== Texto do documento

Como se sabe, o caminho mais curto para a concentração da propriedade no setor é a “propriedade cruzada”. Sem a sua regulamentação, portanto, não haverá como impedir a continuidade da oligopolização e/ou da monopolização, características históricas do setor no nosso país. No entanto, a principal associação representativa dos concessionários de radiodifusão, a ABERT, considera que, em relação ao marco regulatório, “discutir (sic, discutir!) temas como propriedade cruzada, significaria um retrocesso” [cf. ABERT, Contribuições para o Seminário do PT; in Seminário “Por um novo Marco regulatório para as Comunicações: o PT convida ao debate”; Partido dos Trabalhadores, 25/11/2011].

Déjà vu

Para muitos de nós que participamos dos movimentos civis a favor da democratização das comunicações antes mesmo do processo Constituinte, retornar aos temas anteriores à Constituição de 1988 tem um desconfortável sentimento de déjà vu. Reaviva-se o clima de intolerância que caracterizou as disputas daquele período e que, infelizmente, tem caracterizado boa parte dos raros debates em torno da formulação de políticas públicas com a participação dos grupos privados de mídia, desde então. Lembre-se, por exemplo, a retirada da maioria dos grupos empresariais da comissão de organização da 1ª. CONFECOM, e o boicote e a satanização dela que se seguiram.

====
== Registros de dados

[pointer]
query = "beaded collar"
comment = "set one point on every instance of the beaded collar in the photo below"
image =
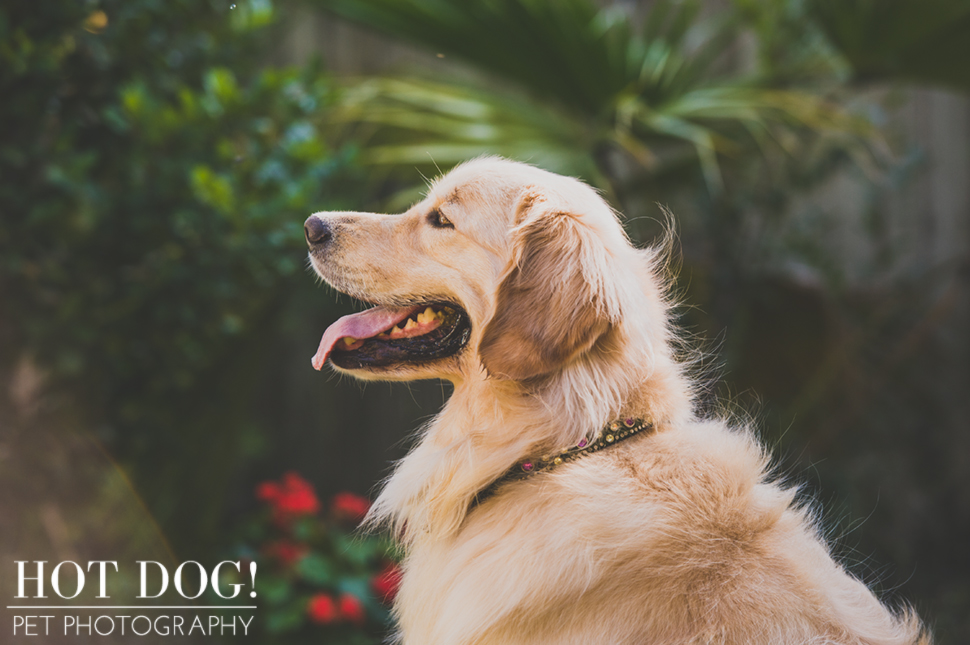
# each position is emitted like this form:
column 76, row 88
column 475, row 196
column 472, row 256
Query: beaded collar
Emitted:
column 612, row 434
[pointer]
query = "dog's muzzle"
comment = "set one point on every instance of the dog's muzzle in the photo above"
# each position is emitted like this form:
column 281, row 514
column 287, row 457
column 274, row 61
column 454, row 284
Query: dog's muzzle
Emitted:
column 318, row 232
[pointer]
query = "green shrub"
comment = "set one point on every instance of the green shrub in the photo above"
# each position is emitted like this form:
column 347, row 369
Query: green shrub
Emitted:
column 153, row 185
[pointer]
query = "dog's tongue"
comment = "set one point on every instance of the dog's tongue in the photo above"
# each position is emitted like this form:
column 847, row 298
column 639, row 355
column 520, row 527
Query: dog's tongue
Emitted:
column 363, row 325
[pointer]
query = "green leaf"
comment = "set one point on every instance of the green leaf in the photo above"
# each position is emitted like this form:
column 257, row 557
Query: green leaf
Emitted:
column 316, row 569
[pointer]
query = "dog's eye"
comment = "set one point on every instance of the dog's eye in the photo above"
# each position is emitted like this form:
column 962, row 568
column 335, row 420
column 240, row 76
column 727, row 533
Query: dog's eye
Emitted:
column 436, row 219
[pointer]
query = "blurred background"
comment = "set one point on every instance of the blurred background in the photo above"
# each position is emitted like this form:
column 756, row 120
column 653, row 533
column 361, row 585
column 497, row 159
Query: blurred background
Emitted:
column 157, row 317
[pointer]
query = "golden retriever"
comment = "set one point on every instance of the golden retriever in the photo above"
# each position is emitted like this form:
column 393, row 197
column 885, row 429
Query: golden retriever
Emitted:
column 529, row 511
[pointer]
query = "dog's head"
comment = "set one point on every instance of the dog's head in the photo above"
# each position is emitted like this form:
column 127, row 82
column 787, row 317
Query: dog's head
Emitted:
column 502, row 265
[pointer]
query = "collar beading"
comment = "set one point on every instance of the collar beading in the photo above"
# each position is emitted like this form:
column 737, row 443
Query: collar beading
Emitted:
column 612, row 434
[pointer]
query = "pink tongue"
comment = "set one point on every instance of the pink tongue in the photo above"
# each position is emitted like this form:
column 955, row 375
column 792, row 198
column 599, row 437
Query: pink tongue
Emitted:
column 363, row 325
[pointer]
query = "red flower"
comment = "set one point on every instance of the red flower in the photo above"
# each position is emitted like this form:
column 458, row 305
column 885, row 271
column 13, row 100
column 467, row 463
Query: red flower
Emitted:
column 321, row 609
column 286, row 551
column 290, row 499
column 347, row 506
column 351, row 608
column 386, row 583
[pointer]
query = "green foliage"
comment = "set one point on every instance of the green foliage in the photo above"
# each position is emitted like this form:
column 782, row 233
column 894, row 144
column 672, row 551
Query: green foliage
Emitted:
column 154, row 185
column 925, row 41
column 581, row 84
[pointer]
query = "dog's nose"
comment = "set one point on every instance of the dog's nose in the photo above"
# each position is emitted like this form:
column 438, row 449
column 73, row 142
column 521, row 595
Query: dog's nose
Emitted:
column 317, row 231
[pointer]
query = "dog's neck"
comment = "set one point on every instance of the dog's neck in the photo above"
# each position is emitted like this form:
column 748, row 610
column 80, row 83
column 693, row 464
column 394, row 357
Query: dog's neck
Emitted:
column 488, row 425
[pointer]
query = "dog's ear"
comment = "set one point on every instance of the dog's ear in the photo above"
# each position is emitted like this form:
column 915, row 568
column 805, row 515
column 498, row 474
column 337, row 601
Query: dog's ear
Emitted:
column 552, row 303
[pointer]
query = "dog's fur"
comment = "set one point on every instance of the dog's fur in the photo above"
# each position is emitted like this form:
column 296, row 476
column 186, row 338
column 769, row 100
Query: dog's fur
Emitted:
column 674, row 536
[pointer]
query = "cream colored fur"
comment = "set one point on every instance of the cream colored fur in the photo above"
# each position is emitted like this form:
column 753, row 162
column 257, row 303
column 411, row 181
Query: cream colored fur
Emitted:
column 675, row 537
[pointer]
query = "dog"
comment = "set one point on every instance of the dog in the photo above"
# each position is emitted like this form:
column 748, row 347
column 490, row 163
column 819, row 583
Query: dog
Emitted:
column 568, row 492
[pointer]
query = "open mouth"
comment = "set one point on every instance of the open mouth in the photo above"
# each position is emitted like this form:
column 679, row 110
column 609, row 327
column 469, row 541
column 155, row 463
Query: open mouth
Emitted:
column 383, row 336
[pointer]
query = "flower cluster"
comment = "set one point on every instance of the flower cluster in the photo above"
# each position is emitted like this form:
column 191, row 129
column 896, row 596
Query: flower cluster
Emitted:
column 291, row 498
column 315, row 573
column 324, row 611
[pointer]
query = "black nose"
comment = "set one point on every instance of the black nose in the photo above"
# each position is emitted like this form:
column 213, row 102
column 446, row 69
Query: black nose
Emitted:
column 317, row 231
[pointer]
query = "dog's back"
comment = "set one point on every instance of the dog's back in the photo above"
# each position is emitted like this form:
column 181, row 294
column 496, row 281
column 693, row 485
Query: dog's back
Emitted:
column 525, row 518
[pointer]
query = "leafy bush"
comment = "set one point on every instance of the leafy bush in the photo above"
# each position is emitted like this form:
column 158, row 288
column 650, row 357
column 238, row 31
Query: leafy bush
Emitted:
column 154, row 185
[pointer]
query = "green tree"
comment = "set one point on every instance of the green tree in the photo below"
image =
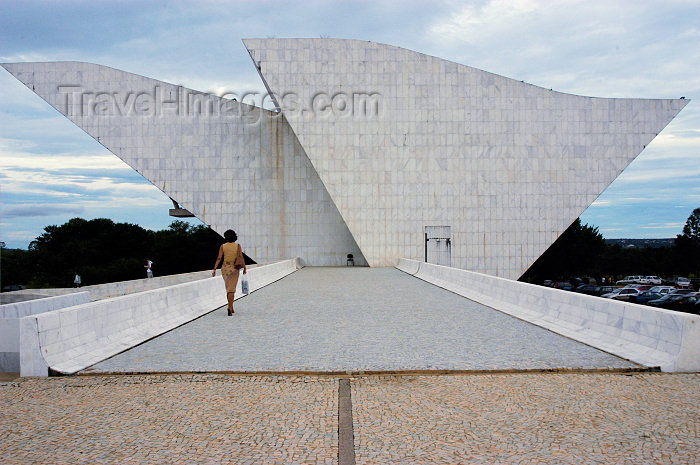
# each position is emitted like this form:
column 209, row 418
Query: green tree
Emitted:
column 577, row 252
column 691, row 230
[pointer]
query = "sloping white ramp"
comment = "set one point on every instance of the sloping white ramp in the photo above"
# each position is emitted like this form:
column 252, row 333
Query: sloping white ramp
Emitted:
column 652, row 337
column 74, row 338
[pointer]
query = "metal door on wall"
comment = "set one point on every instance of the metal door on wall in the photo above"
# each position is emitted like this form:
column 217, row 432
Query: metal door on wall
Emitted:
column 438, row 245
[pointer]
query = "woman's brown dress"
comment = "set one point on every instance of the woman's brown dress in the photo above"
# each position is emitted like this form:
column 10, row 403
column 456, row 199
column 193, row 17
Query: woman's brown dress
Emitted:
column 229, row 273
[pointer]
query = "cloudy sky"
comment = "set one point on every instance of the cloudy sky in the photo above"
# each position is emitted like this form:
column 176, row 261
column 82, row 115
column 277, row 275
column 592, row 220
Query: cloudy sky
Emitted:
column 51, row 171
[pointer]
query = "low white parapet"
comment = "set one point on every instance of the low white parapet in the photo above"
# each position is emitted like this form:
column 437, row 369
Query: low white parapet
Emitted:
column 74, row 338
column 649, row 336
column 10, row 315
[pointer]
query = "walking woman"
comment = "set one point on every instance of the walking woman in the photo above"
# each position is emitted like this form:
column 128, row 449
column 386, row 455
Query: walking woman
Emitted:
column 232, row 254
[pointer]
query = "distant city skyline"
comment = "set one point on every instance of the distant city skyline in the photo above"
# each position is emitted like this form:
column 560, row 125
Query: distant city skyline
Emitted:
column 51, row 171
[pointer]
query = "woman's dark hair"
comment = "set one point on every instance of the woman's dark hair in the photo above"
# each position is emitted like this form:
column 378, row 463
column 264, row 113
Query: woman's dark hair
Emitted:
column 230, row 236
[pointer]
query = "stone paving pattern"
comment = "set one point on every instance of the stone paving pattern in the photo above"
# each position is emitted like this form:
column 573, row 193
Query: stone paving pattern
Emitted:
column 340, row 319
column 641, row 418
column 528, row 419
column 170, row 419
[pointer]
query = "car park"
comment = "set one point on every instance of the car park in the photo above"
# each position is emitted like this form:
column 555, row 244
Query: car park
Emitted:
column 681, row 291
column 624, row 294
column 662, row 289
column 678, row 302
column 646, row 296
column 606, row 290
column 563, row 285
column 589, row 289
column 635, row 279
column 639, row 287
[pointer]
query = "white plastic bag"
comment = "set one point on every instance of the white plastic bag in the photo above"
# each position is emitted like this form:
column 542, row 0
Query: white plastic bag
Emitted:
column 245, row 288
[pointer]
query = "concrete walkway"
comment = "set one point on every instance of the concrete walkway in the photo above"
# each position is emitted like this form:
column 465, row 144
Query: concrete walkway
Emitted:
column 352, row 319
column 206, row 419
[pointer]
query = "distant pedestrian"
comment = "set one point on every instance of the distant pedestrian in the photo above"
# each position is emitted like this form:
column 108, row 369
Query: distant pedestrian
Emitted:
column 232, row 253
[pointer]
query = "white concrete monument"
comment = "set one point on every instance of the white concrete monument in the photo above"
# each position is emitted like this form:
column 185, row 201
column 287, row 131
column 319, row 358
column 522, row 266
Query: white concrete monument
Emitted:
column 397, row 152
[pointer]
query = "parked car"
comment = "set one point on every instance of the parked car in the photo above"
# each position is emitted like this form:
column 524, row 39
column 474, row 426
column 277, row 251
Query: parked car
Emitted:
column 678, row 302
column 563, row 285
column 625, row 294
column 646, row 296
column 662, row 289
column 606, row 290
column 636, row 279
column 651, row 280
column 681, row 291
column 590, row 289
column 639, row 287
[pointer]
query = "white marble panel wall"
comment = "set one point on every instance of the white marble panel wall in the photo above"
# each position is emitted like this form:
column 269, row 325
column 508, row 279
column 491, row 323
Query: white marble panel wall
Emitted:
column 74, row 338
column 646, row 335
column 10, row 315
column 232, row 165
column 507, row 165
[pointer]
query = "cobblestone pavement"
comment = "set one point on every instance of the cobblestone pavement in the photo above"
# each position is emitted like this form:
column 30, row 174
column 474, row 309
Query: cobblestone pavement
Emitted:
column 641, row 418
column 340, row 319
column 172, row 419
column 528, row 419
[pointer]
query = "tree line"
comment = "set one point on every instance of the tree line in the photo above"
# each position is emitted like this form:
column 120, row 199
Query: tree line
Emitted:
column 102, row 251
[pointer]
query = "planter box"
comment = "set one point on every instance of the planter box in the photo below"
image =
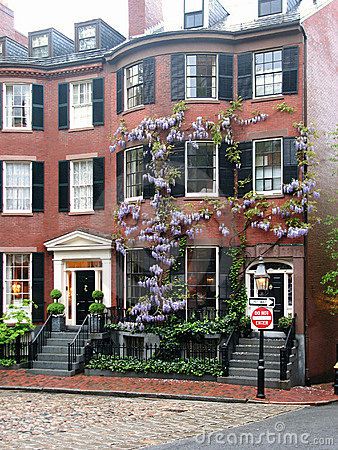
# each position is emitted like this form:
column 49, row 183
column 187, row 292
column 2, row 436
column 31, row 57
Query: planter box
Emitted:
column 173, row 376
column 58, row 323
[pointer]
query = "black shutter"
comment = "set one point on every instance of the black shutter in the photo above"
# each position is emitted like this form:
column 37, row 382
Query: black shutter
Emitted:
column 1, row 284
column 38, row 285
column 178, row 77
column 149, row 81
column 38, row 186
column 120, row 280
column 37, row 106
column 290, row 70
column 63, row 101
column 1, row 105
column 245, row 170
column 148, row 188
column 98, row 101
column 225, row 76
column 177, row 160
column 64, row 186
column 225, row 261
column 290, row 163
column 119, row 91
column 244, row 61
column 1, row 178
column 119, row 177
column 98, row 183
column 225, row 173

====

▶ **Conjunto de tarefas**
1. Liste todas as siglas que aparecem no texto sobre a propriedade cruzada na radiodifusão.
2. Por favor, selecione nos registros cada linha que contém a palavra "leafy". Maiúsculas e minúsculas fazem diferença.

▶ **Resultados das tarefas**
1.
ABERT
PT
CONFECOM

2.
query = "leafy bush"
comment = "set one point on every instance of the leafy bush in the photo above"
Query: leafy bush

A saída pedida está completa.